◆ SOURCE RECORDS ◆
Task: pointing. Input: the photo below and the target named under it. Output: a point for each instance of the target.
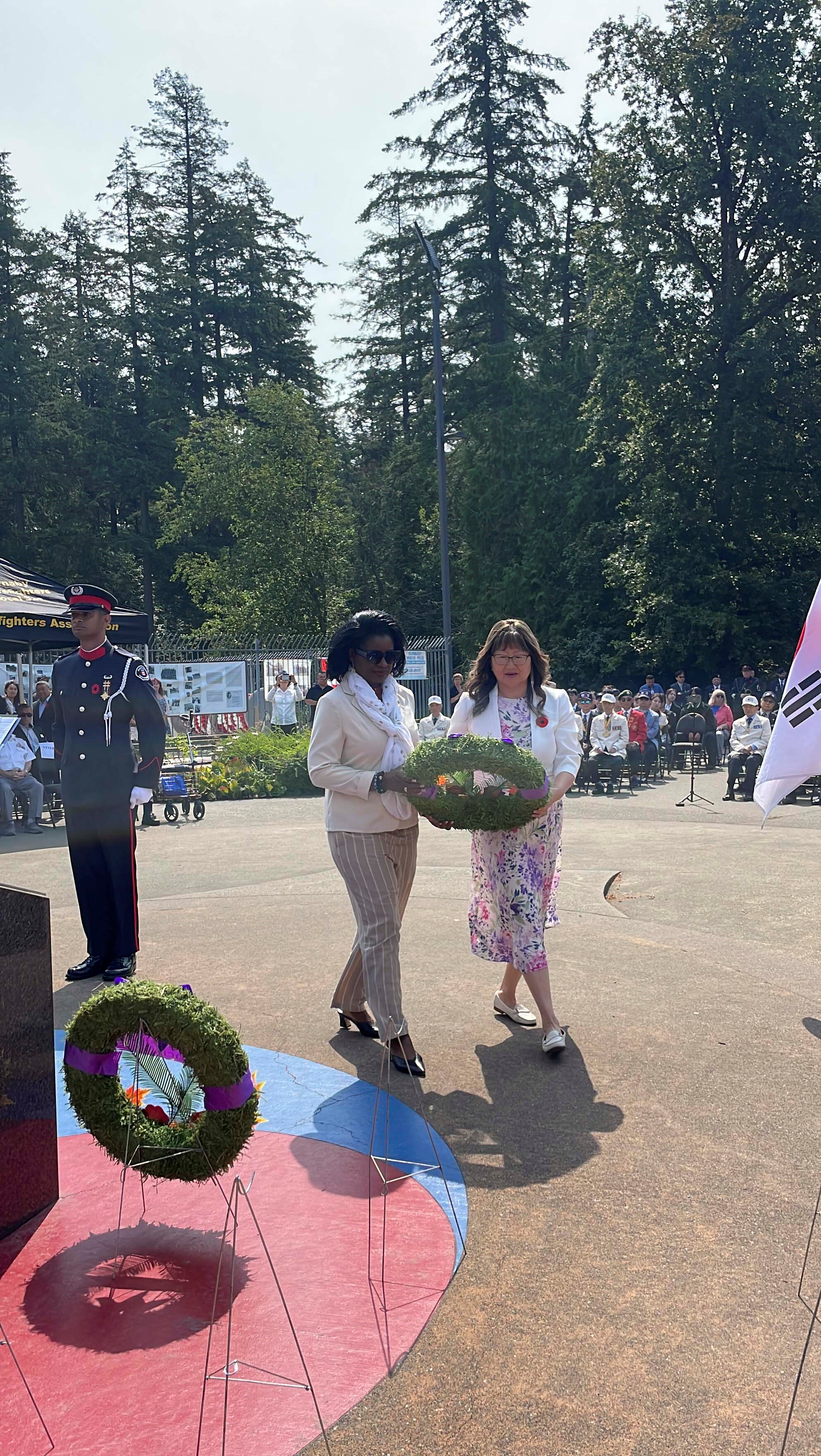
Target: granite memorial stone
(28, 1104)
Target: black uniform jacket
(92, 772)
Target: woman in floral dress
(516, 873)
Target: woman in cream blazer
(516, 874)
(363, 731)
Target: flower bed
(258, 766)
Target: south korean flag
(794, 752)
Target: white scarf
(386, 714)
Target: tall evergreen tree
(489, 162)
(187, 140)
(21, 274)
(708, 276)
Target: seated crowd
(25, 775)
(619, 731)
(623, 731)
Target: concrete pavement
(640, 1207)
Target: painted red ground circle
(115, 1371)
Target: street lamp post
(439, 401)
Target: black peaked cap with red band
(88, 597)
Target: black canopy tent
(33, 611)
(33, 616)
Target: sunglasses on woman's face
(377, 657)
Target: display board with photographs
(203, 688)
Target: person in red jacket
(637, 736)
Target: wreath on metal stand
(511, 783)
(182, 1055)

◆ WHAT IS BEING ASKED ◆
What you hand back should match the listing exactly, except that no pictures appear.

◆ ANSWER TO THE EXERCISE ◆
Task: pointing. Input: the photo below and the target named under it. Output: a point for each instance of the target.
Target: granite memorial stone
(28, 1104)
Target: black uniform jacket
(92, 772)
Target: woman in floral dress
(516, 873)
Target: woman in cream blazer
(516, 874)
(363, 731)
Target: flower bed
(258, 766)
Target: south korean flag
(794, 752)
Target: white scarf
(386, 714)
Target: tall evergreen tree
(489, 162)
(187, 140)
(21, 274)
(708, 276)
Target: seated crowd
(25, 775)
(619, 731)
(623, 731)
Target: concrete pavement
(640, 1207)
Target: painted red ground circle
(115, 1371)
Target: street lamp post
(439, 401)
Target: black peaked cap with red band
(88, 597)
Target: black canopy tent
(33, 611)
(33, 616)
Target: sunglasses on woman's face
(377, 657)
Target: display board with photographs
(203, 688)
Target: person in red jacket
(637, 736)
Target: wreath on metal stand
(511, 783)
(182, 1055)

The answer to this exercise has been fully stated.